• Zadanie do wykonania:
Proszę przytoczyć fragment tekstu o wycieczce rowerowej od słów „Czwartek, 14 kwietnia” do słów „kropkach się skończy.”, zamieniając „Kołbaskowa” na „Szczecina”.

• Fragment dokumentu:
-----
Wpisy archiwalne w kategorii

Niemcy

Dystans całkowity:135.50 km (w terenie 0.00 km; 0.00%)
Czas w ruchu:10:35
Średnia prędkość:12.80 km/h
Maksymalna prędkość:34.00 km/h
Suma kalorii:3660 kcal
Liczba aktywności:4
Średnio na aktywność:33.88 km i 2h 38m
Więcej statystyk

Lecący żuraw

Czwartek, 14 kwietnia 2016 · Komentarze(3)
Kategoria Niemcy
Uczestnicy
Jak to w sobotę, czas wolny, więc wybieramy się z Dawidem na rowerki. Niebo zachmurzone, ale nie jest źle. Jak najczęściej bywa Dawid przyjechał po mnie i znów ten sam rytuał, czyli pakowanie rowerów do auta i jedziemy do Kołbaskowa. Po drodze zaczyna kropić, Dawid wróży z kropek na szybie czołowej, że może być gorzej, ale ja uspokajam swojego wróżbitę, że pewnie na tych kropkach się skończy.
-----
• Prezentowane informacje:
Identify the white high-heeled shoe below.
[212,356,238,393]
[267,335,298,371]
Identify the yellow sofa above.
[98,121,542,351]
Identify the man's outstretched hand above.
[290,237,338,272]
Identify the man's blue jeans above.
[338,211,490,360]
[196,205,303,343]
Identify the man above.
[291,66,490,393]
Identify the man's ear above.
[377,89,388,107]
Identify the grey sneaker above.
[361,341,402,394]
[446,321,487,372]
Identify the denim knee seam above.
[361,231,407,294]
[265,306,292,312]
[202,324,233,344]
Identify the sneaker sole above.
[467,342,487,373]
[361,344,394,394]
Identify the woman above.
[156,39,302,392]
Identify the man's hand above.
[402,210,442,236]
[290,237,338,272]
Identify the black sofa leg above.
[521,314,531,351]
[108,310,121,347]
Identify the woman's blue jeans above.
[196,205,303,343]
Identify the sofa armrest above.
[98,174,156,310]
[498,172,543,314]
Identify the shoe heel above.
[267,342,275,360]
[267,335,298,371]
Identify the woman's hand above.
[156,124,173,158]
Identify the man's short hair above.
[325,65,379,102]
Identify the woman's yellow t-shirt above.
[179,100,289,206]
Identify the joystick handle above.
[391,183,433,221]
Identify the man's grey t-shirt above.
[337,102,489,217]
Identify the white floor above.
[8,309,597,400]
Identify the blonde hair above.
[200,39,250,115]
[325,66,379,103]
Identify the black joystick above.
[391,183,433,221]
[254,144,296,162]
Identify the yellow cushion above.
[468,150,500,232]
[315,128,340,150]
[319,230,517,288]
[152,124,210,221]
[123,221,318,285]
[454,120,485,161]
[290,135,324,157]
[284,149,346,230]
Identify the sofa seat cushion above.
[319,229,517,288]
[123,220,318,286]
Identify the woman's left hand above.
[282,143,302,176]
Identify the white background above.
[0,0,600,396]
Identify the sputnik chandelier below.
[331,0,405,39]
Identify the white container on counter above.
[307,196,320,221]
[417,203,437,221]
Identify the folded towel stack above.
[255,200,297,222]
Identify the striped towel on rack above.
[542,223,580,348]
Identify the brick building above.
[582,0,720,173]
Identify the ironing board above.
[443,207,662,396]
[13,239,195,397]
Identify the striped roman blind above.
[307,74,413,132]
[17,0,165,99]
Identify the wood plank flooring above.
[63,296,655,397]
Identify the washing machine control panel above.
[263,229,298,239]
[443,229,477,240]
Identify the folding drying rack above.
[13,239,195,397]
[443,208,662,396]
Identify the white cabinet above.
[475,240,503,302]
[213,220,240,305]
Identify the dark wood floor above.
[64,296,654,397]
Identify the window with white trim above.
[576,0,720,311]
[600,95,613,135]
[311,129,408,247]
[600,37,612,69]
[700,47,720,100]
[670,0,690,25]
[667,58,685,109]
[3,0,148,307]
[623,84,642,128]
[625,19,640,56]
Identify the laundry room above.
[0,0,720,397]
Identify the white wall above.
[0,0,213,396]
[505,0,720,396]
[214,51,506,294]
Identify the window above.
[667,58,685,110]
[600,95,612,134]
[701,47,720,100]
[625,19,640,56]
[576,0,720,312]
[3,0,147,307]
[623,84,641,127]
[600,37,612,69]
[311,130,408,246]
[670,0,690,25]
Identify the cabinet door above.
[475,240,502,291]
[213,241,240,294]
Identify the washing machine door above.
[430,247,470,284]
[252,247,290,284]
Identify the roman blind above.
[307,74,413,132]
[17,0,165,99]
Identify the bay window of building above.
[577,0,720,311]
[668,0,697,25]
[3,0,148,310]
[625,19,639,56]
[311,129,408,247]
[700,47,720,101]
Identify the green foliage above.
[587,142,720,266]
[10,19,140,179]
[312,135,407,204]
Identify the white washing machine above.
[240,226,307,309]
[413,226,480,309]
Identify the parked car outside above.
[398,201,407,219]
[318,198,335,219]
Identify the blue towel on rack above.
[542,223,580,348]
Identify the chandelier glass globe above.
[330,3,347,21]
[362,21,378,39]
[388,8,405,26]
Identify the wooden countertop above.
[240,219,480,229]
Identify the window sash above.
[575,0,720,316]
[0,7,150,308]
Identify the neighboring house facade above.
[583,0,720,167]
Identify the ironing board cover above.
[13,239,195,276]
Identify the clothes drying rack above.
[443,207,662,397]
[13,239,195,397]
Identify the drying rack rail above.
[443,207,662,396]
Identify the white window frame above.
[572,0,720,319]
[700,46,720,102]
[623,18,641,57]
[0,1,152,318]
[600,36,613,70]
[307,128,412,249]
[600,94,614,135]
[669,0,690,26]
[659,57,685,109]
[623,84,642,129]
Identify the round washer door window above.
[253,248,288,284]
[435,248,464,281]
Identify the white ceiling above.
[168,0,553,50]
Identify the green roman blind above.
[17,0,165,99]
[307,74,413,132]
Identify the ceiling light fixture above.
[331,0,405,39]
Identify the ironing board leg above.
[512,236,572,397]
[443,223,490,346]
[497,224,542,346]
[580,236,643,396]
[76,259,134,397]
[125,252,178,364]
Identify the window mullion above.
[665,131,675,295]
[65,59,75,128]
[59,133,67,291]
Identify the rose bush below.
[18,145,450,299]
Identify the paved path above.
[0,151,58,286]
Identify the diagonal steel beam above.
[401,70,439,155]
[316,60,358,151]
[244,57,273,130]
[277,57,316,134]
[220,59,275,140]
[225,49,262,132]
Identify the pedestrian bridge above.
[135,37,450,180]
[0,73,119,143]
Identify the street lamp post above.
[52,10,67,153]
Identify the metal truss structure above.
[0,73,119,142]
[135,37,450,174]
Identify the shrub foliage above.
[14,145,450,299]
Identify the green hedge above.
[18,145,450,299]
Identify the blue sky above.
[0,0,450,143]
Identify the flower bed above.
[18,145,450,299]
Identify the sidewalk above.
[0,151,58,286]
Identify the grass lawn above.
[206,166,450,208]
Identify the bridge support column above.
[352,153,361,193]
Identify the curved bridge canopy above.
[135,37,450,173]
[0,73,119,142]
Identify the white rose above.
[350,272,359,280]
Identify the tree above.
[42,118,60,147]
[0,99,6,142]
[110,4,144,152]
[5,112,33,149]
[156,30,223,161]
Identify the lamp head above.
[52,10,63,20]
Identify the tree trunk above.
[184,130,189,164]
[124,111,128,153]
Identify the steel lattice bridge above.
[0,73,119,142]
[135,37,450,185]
-----
• Wynik ćwiczenia:
Czwartek, 14 kwietnia 2016 · Komentarze(3)
Kategoria Niemcy
Uczestnicy
Jak to w sobotę, czas wolny, więc wybieramy się z Dawidem na rowerki. Niebo zachmurzone, ale nie jest źle. Jak najczęściej bywa Dawid przyjechał po mnie i znów ten sam rytuał, czyli pakowanie rowerów do auta i jedziemy do Szczecina. Po drodze zaczyna kropić, Dawid wróży z kropek na szybie czołowej, że może być gorzej, ale ja uspokajam swojego wróżbitę, że pewnie na tych kropkach się skończy.